It’s a sin

So nearly a year after It’s a Sin was released in the UK, I have finally watched it. For those of you who haven’t watched it, it’s a drama set in the 80’s in London about the lives of a group of gay men and their friends during the HIV/AIDS crisis.

To be honest I must have missed all the hype when it was released as I only recently heard about it but then again, this time last year, I had a lot of stressful things going on. I also wasn’t sure if it would be my cup of tea as I knew it was going to be sad and I often watch light-hearted programmes or comedies as a way of switching off. However, after being told how good it was, I braced myself for tears and gave it a go. Within minutes I was hooked and ended up binge watching the entire series!

I loved the characters and thought the actors were incredible, I loved the music and thought it was very well written. You had a sense of how much fun they had and the true friendships that were made during this time and I envied them. Don’t get me wrong I obvious don’t envy the darker side of the story, in fact I found it heart-breaking to watch.

This killer disease that seemed to appear out of nowhere that was only affecting gay men was bound to cause huge controversy for everybody. Like the character Ritchie (played by Olly Alexander) I can see how you wouldn’t believe it and would think it has been made up as a gay disease. However, very quickly it seemed to be affecting more and more people as friends and colleagues went home never to be seen again.

When one character, Colin (played by Callum Scott Howells), became ill it was devastating as he was such a shy and reserved man who had lived a more reserved life in comparison to his friends. I loved his Mum though who despite living in remote Wales and no doubt being even less aware of gay life she stood by him throughout his illness with absolutely no judgement, it was clear that she loved her son unconditionally.
------------------------------------------------------------------------
Check your understanding
A) In the review of It's a Sin, who plays the character Colin?
B) Carry the review of It's a Sin forward from its last sentence.

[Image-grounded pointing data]
------------------------------------------------------------------------
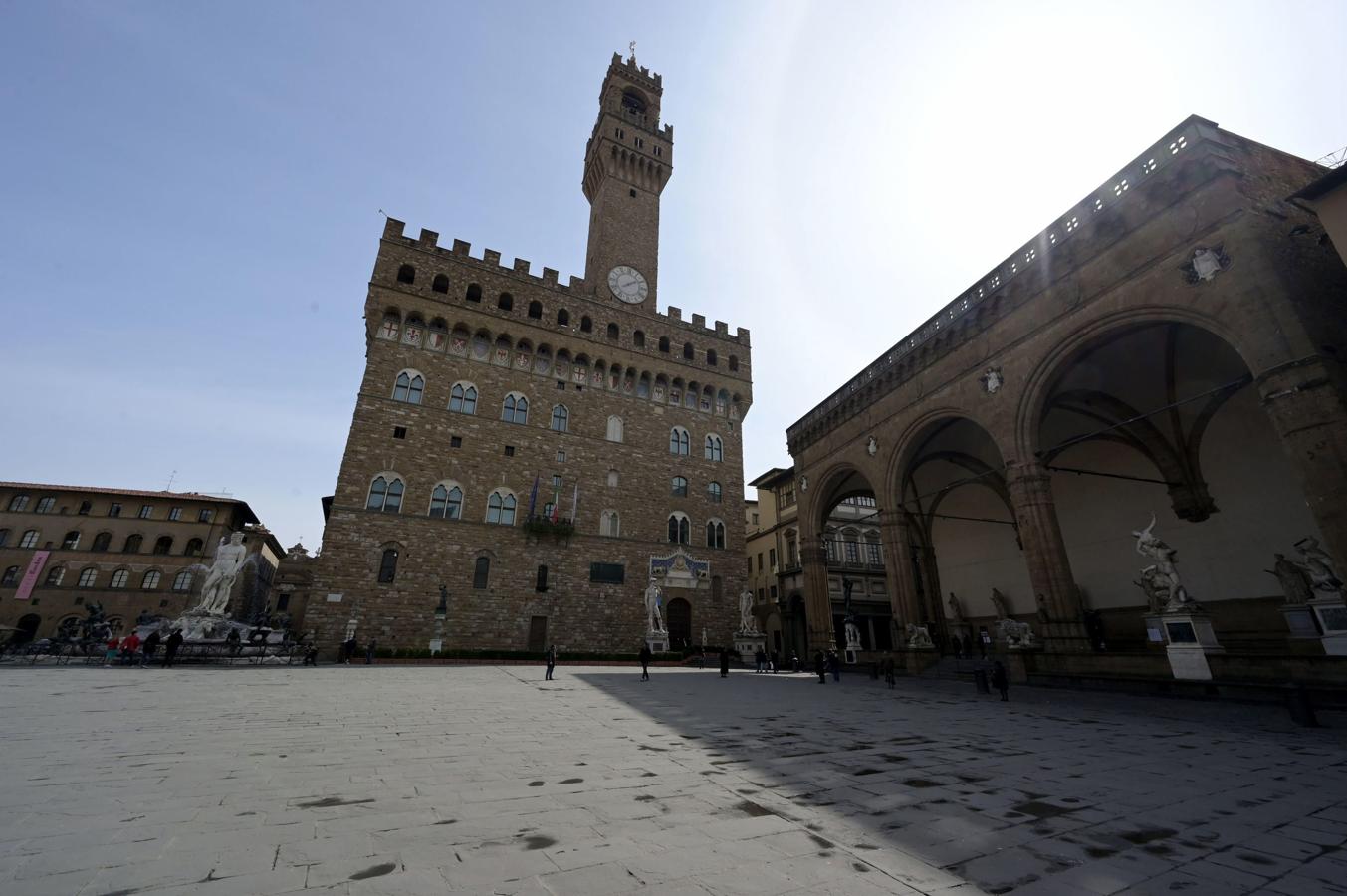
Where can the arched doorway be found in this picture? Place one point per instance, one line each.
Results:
(679, 620)
(27, 628)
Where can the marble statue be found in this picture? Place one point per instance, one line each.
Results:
(748, 625)
(1293, 579)
(1163, 571)
(652, 608)
(1323, 576)
(999, 602)
(955, 610)
(220, 579)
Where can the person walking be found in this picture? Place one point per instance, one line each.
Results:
(171, 647)
(1000, 681)
(149, 648)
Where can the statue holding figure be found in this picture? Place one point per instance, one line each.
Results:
(1161, 572)
(220, 579)
(748, 625)
(652, 608)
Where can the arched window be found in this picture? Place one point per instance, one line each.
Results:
(408, 387)
(446, 502)
(714, 534)
(679, 441)
(500, 508)
(385, 495)
(561, 418)
(680, 530)
(388, 566)
(462, 397)
(515, 408)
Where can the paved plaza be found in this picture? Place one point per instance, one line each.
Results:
(389, 779)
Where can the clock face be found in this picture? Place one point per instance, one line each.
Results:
(628, 285)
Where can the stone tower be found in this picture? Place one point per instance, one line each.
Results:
(628, 160)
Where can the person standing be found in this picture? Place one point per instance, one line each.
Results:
(171, 647)
(1001, 681)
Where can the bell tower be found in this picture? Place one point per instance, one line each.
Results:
(628, 160)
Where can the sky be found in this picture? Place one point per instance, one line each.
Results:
(190, 191)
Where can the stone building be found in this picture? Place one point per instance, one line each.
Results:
(65, 548)
(539, 449)
(1171, 347)
(854, 557)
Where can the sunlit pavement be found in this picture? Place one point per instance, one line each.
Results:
(489, 781)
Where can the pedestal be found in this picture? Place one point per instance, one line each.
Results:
(1190, 640)
(747, 644)
(1332, 620)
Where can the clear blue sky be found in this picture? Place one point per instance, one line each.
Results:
(190, 191)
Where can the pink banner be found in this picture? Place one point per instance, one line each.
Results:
(30, 576)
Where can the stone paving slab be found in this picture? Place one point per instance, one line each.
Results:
(407, 781)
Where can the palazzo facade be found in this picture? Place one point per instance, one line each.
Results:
(1171, 347)
(527, 454)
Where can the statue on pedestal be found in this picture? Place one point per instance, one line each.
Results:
(748, 625)
(653, 597)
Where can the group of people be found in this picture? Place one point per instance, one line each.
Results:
(132, 651)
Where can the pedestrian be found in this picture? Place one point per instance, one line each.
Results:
(1000, 681)
(171, 647)
(110, 651)
(148, 648)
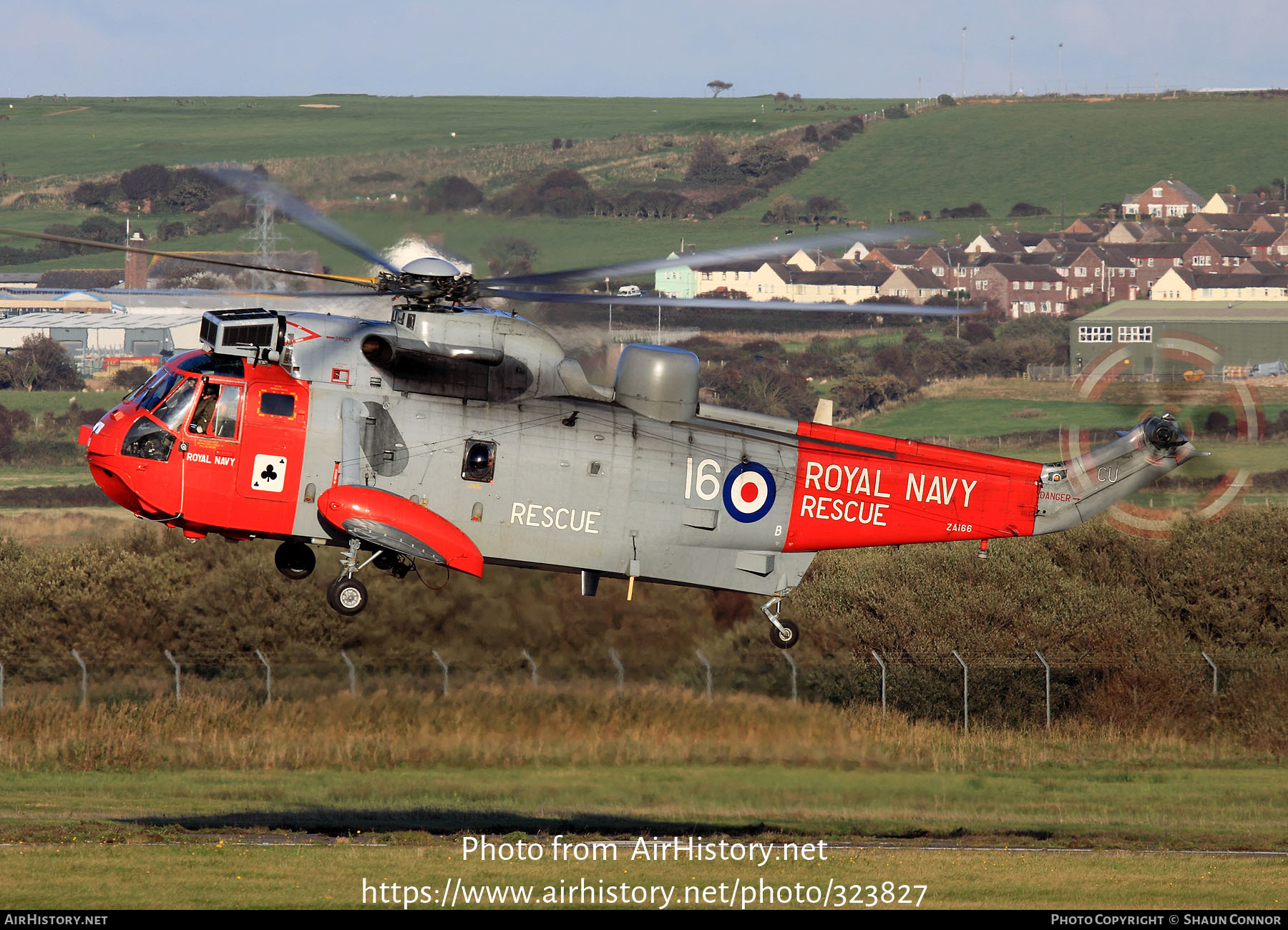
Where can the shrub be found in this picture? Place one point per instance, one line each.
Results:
(146, 182)
(1023, 209)
(451, 193)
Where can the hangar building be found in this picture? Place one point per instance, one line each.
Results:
(1167, 338)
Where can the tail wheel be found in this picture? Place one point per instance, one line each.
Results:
(785, 640)
(296, 561)
(347, 597)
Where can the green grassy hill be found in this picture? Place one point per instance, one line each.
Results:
(1040, 151)
(87, 135)
(1036, 151)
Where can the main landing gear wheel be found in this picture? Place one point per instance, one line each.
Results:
(785, 638)
(296, 561)
(347, 597)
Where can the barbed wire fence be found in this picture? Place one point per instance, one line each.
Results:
(952, 687)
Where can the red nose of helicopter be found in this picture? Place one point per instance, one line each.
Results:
(132, 449)
(109, 468)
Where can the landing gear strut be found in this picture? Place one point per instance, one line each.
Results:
(782, 632)
(347, 595)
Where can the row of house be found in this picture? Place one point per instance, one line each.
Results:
(1233, 253)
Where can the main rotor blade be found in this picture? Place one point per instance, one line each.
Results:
(190, 257)
(721, 304)
(715, 257)
(286, 202)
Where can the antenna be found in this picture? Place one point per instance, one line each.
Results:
(265, 238)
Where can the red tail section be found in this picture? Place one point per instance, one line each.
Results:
(863, 490)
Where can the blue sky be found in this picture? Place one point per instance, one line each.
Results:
(657, 48)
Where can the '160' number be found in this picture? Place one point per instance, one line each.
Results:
(708, 486)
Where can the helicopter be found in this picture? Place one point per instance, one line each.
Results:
(464, 436)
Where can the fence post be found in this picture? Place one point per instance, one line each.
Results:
(1049, 684)
(268, 677)
(434, 652)
(84, 677)
(1214, 670)
(965, 693)
(353, 674)
(882, 682)
(175, 674)
(621, 671)
(708, 666)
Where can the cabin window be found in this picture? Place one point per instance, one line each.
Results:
(277, 405)
(479, 461)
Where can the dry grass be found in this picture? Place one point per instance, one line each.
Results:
(489, 725)
(66, 526)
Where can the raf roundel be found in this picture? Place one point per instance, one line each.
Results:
(748, 492)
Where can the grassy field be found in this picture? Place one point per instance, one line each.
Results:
(90, 875)
(115, 134)
(225, 804)
(1046, 151)
(897, 165)
(580, 759)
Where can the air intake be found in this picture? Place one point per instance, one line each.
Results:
(254, 334)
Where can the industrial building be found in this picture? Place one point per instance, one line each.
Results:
(1165, 339)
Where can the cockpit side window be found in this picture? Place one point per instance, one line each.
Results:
(162, 383)
(217, 411)
(175, 407)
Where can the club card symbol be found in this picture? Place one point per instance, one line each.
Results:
(270, 473)
(748, 492)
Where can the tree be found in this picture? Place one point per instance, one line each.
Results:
(102, 230)
(708, 165)
(192, 191)
(451, 192)
(94, 193)
(509, 255)
(763, 159)
(1025, 209)
(39, 363)
(146, 182)
(172, 230)
(819, 205)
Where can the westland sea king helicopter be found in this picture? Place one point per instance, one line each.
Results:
(463, 436)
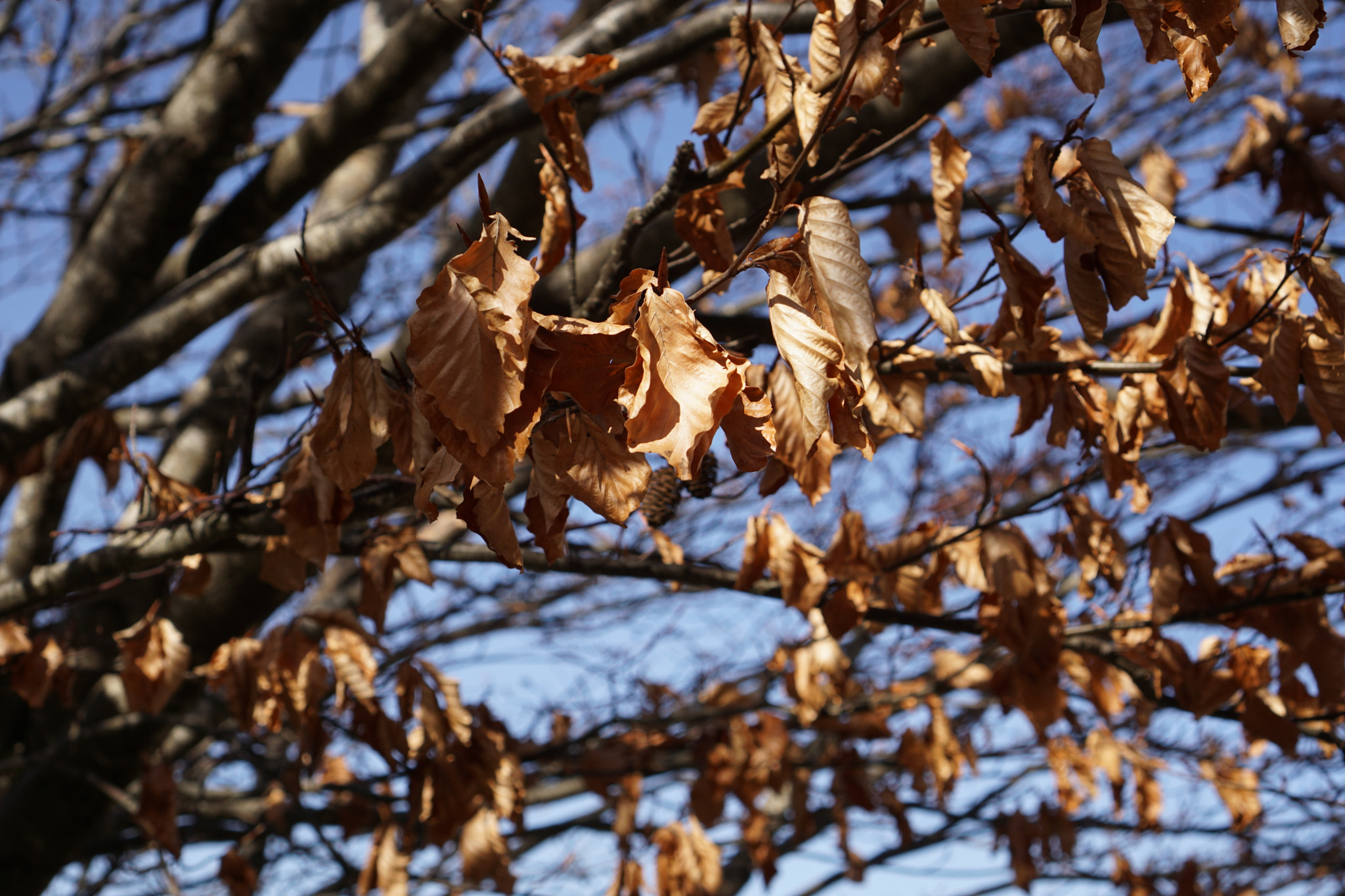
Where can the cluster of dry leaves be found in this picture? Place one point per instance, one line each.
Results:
(493, 390)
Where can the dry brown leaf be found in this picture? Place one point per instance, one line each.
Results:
(542, 77)
(600, 471)
(486, 512)
(810, 465)
(748, 429)
(973, 28)
(158, 811)
(354, 421)
(937, 307)
(237, 874)
(1025, 286)
(1237, 788)
(948, 172)
(1196, 386)
(350, 649)
(1197, 58)
(470, 336)
(154, 658)
(485, 852)
(1142, 222)
(39, 672)
(681, 385)
(1329, 292)
(1082, 64)
(1279, 370)
(771, 544)
(1097, 545)
(1324, 371)
(93, 436)
(1162, 178)
(701, 221)
(14, 640)
(875, 62)
(717, 114)
(560, 221)
(1107, 255)
(1147, 16)
(841, 284)
(1300, 20)
(1056, 217)
(234, 667)
(311, 508)
(778, 73)
(548, 500)
(380, 561)
(688, 863)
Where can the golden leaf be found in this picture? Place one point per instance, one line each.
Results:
(354, 421)
(808, 464)
(485, 852)
(158, 811)
(154, 658)
(681, 385)
(1279, 370)
(486, 512)
(973, 28)
(1142, 222)
(1083, 65)
(948, 172)
(1300, 22)
(560, 221)
(381, 558)
(470, 336)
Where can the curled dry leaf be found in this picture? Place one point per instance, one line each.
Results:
(681, 385)
(771, 544)
(1324, 371)
(234, 667)
(354, 421)
(1025, 286)
(1196, 386)
(1057, 218)
(841, 284)
(350, 649)
(1300, 20)
(380, 561)
(1162, 178)
(1082, 64)
(311, 508)
(1141, 219)
(237, 874)
(948, 172)
(1237, 788)
(689, 861)
(39, 672)
(701, 221)
(485, 852)
(1279, 370)
(974, 32)
(158, 811)
(875, 61)
(14, 640)
(486, 512)
(470, 336)
(560, 221)
(541, 78)
(154, 658)
(810, 465)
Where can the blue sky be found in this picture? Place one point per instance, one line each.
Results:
(521, 673)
------------------------------------------------------------------------
Responses for each task
A) Callum Scott Howells

B)
Of course, I believe all parents should love their children unconditionally, but this isn’t the case and nor was it with Ritchie’s Mum who prevented him from being with his friends and boyfriend whilst he was dying despite him asking for him and even worse, he died on his own. Quite rightly Jill who was his best friend told Ritchie’s Mum that it was her fault that he was on his own when it died, and I can’t imagine the pain she must have felt knowing she was staying nearby at the time.

I thought Jill (played by Lydia West) was an amazing woman! She stood by all her friends, was an HIV/AIDS activist and spent a lot of time visiting gay men who were dying in hospital alone. I take my hat off to her. Jills character was based on the life of Jill Nalder who played Jills Mum Christine, in the series. I wonder how she felt filming the series, I imagine she may have found it rather emotional, but she made a massive difference to the lives of gay men and their families.

Unsurprisingly the first episode was watched by over 1.6 million viewers which shortly went up to more than 18.9 million. Which made it more surprising when I discovered that originally Channel 4 refused to produce it. To me, there’s nothing in the series that shouldn’t be watched by anyone…we’re in 2022 for goodness sake! Surely by now, everyone is aware of HIV/AIDS and different sexualities??

For anyone who still struggles to get their head around sexuality other than heterosexuality, it isn’t a choice, no matter what you believe. Just like our eye colour, ethnicity and skin colour, sexuality is not a choice, it’s who we are. The only reason people may question or fight it is due to fear. Fear of judgement, fear of losing ‘friends’ or ‘family’, fear of never having children.

The best thing we can do for future generations is to normalise different sexualities from birth so that they are aware of it and know it’s accepted. Surely the most important thing is for our children to feel loved and supported no matter who they are.